* **Input data**
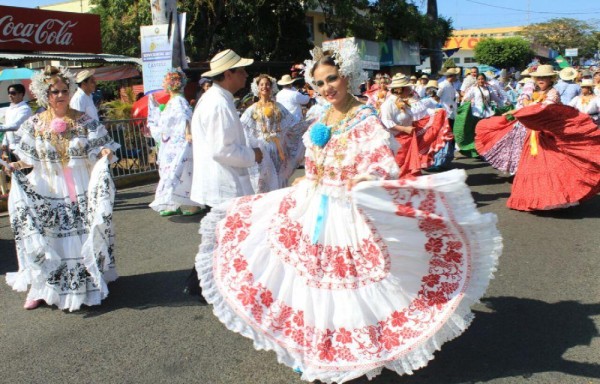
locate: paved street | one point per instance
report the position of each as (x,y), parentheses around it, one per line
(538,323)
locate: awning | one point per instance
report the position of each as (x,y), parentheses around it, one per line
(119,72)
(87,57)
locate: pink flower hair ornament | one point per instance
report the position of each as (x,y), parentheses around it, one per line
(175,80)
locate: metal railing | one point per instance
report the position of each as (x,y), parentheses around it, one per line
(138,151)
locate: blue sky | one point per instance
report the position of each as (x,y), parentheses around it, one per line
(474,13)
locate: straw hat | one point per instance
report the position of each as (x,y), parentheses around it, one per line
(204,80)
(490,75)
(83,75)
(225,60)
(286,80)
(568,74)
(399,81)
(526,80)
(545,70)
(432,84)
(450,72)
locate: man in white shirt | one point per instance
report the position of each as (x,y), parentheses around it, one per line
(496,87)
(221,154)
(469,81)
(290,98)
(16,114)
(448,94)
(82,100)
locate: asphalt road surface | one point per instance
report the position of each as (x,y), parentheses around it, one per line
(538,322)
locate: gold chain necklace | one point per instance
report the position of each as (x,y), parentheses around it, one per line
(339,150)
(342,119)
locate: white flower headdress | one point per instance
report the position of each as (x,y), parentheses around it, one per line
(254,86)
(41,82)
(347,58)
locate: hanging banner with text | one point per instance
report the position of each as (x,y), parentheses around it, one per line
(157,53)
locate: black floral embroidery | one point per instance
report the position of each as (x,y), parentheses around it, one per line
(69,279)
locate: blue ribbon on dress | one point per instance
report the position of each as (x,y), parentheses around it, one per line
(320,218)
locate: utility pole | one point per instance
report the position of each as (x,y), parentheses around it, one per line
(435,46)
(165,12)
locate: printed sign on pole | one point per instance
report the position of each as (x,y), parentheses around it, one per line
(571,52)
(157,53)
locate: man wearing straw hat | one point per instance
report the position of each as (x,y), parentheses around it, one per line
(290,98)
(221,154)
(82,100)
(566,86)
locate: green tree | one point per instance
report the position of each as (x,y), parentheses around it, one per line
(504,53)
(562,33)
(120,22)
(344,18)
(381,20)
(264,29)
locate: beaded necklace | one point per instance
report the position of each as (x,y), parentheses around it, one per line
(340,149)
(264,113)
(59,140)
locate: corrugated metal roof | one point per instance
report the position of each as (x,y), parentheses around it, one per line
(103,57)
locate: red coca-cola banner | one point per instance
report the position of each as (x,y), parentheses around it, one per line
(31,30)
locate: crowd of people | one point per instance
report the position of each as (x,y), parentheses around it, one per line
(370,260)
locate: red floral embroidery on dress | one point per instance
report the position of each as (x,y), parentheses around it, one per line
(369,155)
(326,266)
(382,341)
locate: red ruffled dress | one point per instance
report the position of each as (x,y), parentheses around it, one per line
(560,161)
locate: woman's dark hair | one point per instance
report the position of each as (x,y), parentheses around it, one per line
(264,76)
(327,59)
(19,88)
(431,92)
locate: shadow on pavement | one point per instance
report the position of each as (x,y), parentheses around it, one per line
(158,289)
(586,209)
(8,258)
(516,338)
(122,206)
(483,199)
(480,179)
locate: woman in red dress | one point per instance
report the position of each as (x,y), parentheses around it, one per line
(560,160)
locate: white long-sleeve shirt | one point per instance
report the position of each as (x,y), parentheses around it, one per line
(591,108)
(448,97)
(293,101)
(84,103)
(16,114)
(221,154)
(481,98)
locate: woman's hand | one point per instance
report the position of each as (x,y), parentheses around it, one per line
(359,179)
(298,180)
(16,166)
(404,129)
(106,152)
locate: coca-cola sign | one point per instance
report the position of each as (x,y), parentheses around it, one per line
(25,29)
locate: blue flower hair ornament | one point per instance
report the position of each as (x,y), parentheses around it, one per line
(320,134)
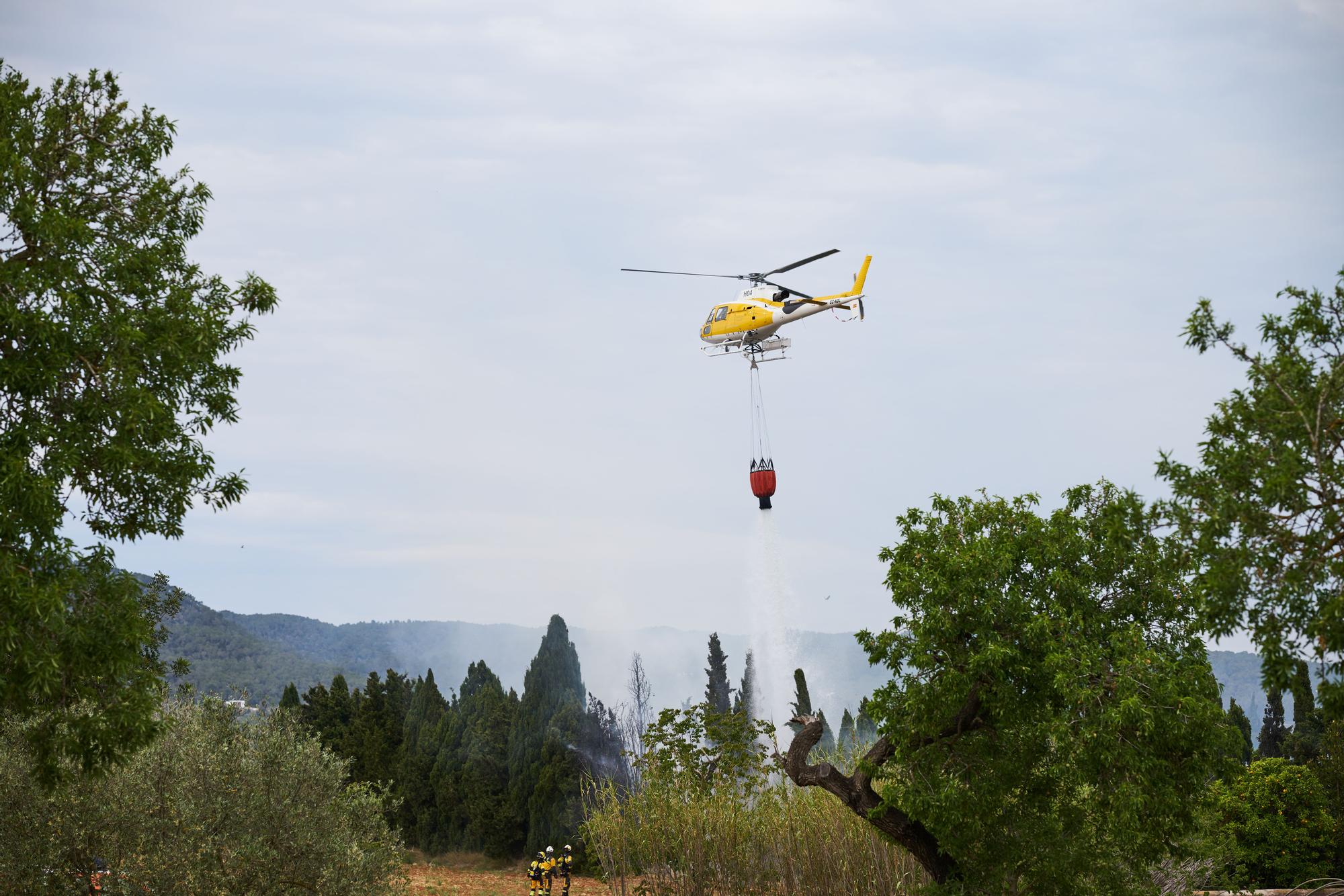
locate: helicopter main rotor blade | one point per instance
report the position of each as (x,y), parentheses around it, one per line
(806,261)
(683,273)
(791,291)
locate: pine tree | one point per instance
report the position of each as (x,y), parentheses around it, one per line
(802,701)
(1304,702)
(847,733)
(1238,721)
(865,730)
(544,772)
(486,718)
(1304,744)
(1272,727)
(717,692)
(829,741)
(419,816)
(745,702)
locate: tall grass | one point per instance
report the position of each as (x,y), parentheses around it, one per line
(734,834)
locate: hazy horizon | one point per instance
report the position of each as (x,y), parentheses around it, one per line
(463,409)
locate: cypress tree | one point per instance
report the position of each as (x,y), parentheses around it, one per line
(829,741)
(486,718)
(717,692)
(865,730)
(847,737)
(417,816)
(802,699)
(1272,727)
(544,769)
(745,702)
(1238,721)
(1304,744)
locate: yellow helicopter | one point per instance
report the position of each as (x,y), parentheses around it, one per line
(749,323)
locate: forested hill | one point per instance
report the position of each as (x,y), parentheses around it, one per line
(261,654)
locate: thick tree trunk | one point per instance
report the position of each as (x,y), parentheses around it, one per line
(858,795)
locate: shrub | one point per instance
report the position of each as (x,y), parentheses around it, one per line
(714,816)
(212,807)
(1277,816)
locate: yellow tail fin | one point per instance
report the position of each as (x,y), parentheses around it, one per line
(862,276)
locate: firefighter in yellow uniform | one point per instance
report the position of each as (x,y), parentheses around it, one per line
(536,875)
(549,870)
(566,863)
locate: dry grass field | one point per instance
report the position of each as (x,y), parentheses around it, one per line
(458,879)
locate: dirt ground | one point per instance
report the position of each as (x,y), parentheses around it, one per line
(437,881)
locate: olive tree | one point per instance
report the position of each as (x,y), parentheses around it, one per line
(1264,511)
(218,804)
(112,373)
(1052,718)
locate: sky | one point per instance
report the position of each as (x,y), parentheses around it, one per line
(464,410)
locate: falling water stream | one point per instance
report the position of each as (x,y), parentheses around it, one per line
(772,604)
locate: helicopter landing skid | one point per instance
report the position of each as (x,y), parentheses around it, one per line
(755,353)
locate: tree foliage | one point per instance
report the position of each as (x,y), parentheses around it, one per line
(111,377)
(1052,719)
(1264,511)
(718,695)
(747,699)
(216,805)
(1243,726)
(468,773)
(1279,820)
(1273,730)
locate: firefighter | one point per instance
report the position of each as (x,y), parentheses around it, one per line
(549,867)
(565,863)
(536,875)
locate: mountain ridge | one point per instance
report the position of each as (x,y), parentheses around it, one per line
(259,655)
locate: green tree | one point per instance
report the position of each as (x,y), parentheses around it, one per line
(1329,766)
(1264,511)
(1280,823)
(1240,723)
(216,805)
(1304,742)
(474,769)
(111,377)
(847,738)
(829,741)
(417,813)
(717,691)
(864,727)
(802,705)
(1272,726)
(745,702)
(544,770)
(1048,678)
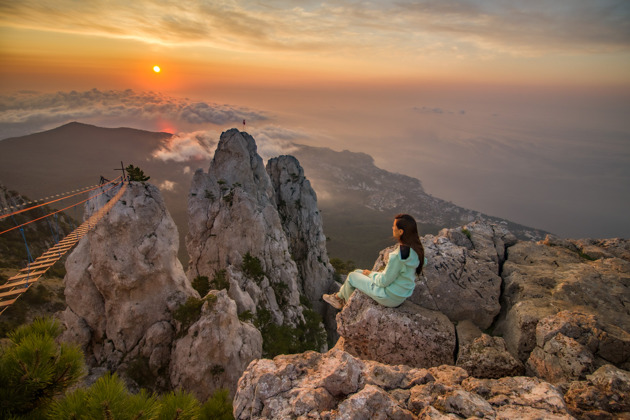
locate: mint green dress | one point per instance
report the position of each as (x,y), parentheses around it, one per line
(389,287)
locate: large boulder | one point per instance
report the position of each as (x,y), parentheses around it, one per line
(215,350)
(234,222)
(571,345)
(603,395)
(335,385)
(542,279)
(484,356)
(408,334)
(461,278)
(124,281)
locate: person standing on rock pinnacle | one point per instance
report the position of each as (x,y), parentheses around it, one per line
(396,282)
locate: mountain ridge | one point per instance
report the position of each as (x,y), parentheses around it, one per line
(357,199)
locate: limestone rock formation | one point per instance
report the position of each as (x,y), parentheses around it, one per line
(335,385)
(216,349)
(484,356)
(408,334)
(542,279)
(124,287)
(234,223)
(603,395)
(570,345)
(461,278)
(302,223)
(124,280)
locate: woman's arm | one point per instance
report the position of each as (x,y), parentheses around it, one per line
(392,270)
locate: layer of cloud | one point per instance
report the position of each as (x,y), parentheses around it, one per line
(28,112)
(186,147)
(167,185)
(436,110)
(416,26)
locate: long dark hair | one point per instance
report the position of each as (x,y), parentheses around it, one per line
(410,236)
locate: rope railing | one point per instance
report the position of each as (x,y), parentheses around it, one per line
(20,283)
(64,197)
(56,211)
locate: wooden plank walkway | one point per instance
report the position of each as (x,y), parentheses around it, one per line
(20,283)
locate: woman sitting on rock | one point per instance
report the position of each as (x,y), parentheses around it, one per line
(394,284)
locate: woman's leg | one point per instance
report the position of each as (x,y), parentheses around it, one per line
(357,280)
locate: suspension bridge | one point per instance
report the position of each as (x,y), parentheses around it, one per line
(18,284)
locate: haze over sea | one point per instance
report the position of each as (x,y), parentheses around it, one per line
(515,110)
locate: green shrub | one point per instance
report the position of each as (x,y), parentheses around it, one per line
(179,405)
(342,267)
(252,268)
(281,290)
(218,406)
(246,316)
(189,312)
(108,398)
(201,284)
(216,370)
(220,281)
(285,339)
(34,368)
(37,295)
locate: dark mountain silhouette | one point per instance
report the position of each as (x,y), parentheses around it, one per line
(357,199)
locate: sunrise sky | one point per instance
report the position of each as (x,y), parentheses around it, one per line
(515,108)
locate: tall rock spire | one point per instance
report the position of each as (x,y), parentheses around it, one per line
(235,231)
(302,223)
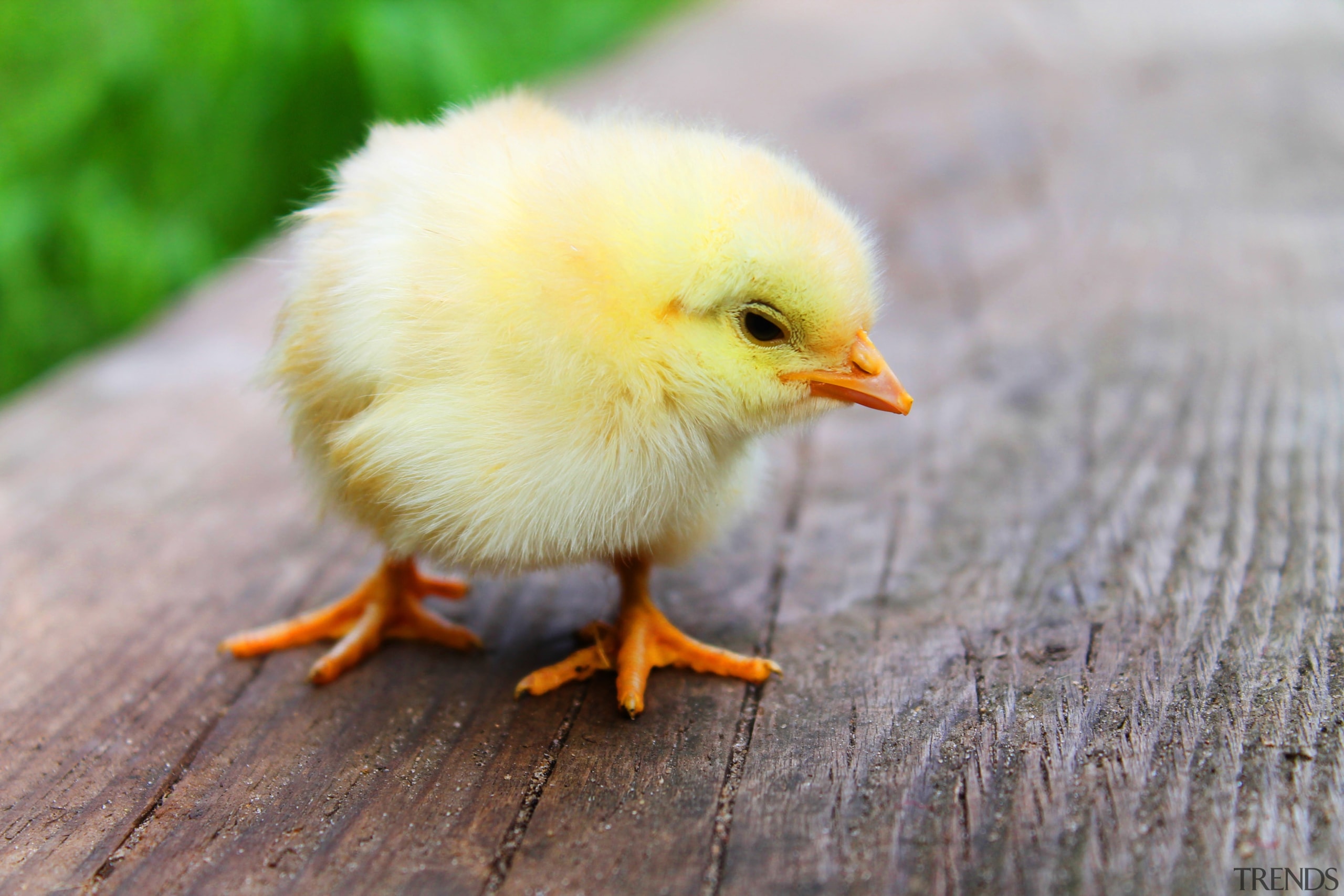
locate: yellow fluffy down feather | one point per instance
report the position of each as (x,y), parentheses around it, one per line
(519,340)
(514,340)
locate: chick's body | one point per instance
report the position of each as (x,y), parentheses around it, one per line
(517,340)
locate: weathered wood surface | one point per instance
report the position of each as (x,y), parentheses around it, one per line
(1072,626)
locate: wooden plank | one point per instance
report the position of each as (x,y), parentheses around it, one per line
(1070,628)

* **Goal**
Write the lines from the line containing "locate: rope railing | one point per instance" through the last line of the data out again exactly, and only those lines; pictures stay out.

* **Solved exercise**
locate: rope railing | one point per instance
report the position of each as (x,y), parentheses around it, one per line
(20,283)
(64,197)
(56,211)
locate: wooden plank walkway | one point per instance
report the position of each as (x,y), parentheses around it, one per line
(20,283)
locate: woman sitting on rock | one point per instance
report the position of each as (x,y), parentheses around it, one per line
(394,284)
locate: woman's leg | one point per instance
report the position of each as (x,y), parentheses around it, one per line
(357,280)
locate: suspension bridge | one point per instance
report the position of each as (x,y), parentheses around it, one per line
(18,284)
locate: haze over sea | one point per instance
report the position of each as (x,y), parentheses around it, one per line
(515,110)
locate: green shrub | one point per instance
report the position of each as (x,y), parentheses around it, one per line
(179,405)
(342,267)
(252,268)
(281,290)
(218,406)
(246,316)
(189,312)
(108,398)
(201,284)
(216,370)
(220,281)
(285,339)
(34,368)
(37,295)
locate: dark mountain silhouette | one point per instance
report the position of each as (x,y), parentheses around it, one per line
(357,199)
locate: sunrise sky | one point per instance
report the position of each as (x,y), parentheses around it, one per line
(515,108)
locate: tall rock spire | one point per instance
report the position of each as (x,y), parentheses around it, one per line
(235,231)
(302,223)
locate: yellow fluffy down feather | one point per instance
report the position of each as (x,y), parentheses around it, one per line
(519,340)
(514,340)
locate: chick's body | one point per instance
report the position of each as (x,y), parentheses around it, one per line
(517,340)
locate: weathered wood surface | one point per instance
report the position of each as (x,y), parentheses around it, one per line
(1072,626)
locate: wooden plank | one point per instance
report the position of each as (x,y), parentheses around it, one per line
(1070,628)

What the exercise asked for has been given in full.